Desafios.
- A) Reescreva em forma de lista o parágrafo do trecho fornecido que começa com "Um sujeito se define", preservando os fatos principais.
- B) Redigite do trecho fornecido, sem nenhuma alteração, a parte que começa em "Um jovem, moreno" e termina em "lustrar seus sapatos.".
- C) Dê continuidade ao trecho fornecido, sobre poder e fantasia erótica, a partir do ponto em que ele termina.
╭─ Trecho fornecido
A segunda é a descoberta de Sade: o poder assombra a fantasia
erótica moderna. Eis como a coisa
funciona, esquematicamente.
Um sujeito se define pela rede de
relações que lhe atribui um lugar
no mundo. Na modernidade, as
relações que mais importam não
são as hierarquias sociais estabelecidas: o sujeito se relaciona, antes de mais nada, por amor e por
paixão, ou seja, por livre escolha.
A conseqüência disso não é um
mundo em que o amor e a paixão
substituiriam a vontade de dominar. Ao contrário: o amor se torna um teatro do poder e a paixão
encontra no domínio ou na submissão um extraordinário recurso para a excitação sexual. Reciprocamente, o exercício do poder
é contaminado por modalidades
de prazer e de gozo aprendidas na
cama, ou seja, por um erotismo
violento, sombrio e, em geral, envergonhado.
Na saída da peça, tocado e mexido, sentei-me para pensar um
pouco, na frente do teatro, na
praça Roosevelt.
Um jovem, moreno e de cabelos
pintados de loiro, com sua caixa
de madeira a tiracolo, insistiu
bastante: "Deixe engraxar, moço". Não se contentava com uma
esmola, queria fazer seu trabalho.
Um homem do antigo regime teria achado normal que alguém se
ajoelhasse para lustrar seus sapatos.
Eu (e não sou o único), por ser
moderno, detesto ficar sentado na
mesa de um bar enquanto alguém lustra meus sapatos. Depois
de assistir à peça, a coisa parecia
mais que detestável: obscena. O
que acabava de acontecer no palco continuava na rua: eu deveria
"gozar" de um privilégio, deixando que alguém "se ajoelhasse" ou
"se acocorasse" aos meus pés.
╰─
╭─ Dados apresentados
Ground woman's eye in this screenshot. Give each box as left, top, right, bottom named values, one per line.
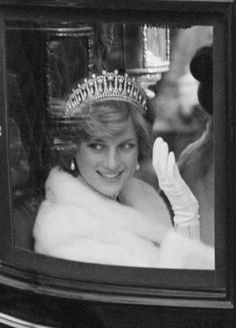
╰─
Respostas por tarefa.
- A)
- Um sujeito se define pela rede de relações que lhe atribui um lugar no mundo.
- Na modernidade, as relações que mais importam não são as hierarquias sociais estabelecidas, e sim as de livre escolha, por amor e por paixão.
- Isso não produz um mundo em que o amor e a paixão substituem a vontade de dominar.
- Ao contrário, o amor se torna um teatro do poder, e a paixão encontra no domínio ou na submissão um recurso extraordinário para a excitação sexual.
- Reciprocamente, o exercício do poder é contaminado por modalidades de prazer e de gozo aprendidas na cama, isto é, por um erotismo violento, sombrio e, em geral, envergonhado.

- B)
Um jovem, moreno e de cabelos
pintados de loiro, com sua caixa
de madeira a tiracolo, insistiu
bastante: "Deixe engraxar, moço". Não se contentava com uma
esmola, queria fazer seu trabalho.
Um homem do antigo regime teria achado normal que alguém se
ajoelhasse para lustrar seus sapatos.

- C)
Na sessão de sábado passado,
no meio da peça, o próprio García
Vazquez congelou a ação para
expulsar um espectador que estava tirando fotos às escondidas. O
episódio deveria ser repetido a cada vez, como parte da peça. Ele
salientaria a extrema coragem do
elenco, que se dispõe a ser vítima
dos olhares cobiçosos dos espectadores. A intenção do fotógrafo,
provavelmente, não era guardar
a lembrança da bunda dos atores,
mas capturar as vítimas e levá-las
para casa (por isso fotografar é
proibido em muitas culturas, por
ser um ato de captura).
No fim da peça, a vontade de
aplaudir é grande, mas aplaudir é
difícil, pois uma disposição cênica
(que o espectador descobrirá) dirige as ovações aos libertinos e a
suas "façanhas".
Alguns (muitos) verão na peça
um comentário sobre os tempos
que estamos vivendo no Brasil.
Aqui, duas observações. 1) Os textos que parecem falar mais diretamente de nossa conjuntura são
do próprio Sade ou de La Boétie
(século 16). 2) O ministro Durcet
não é Zé Dirceu, e o castelo dos
120 dias não é a casa brasiliense
da república de Ribeirão Preto.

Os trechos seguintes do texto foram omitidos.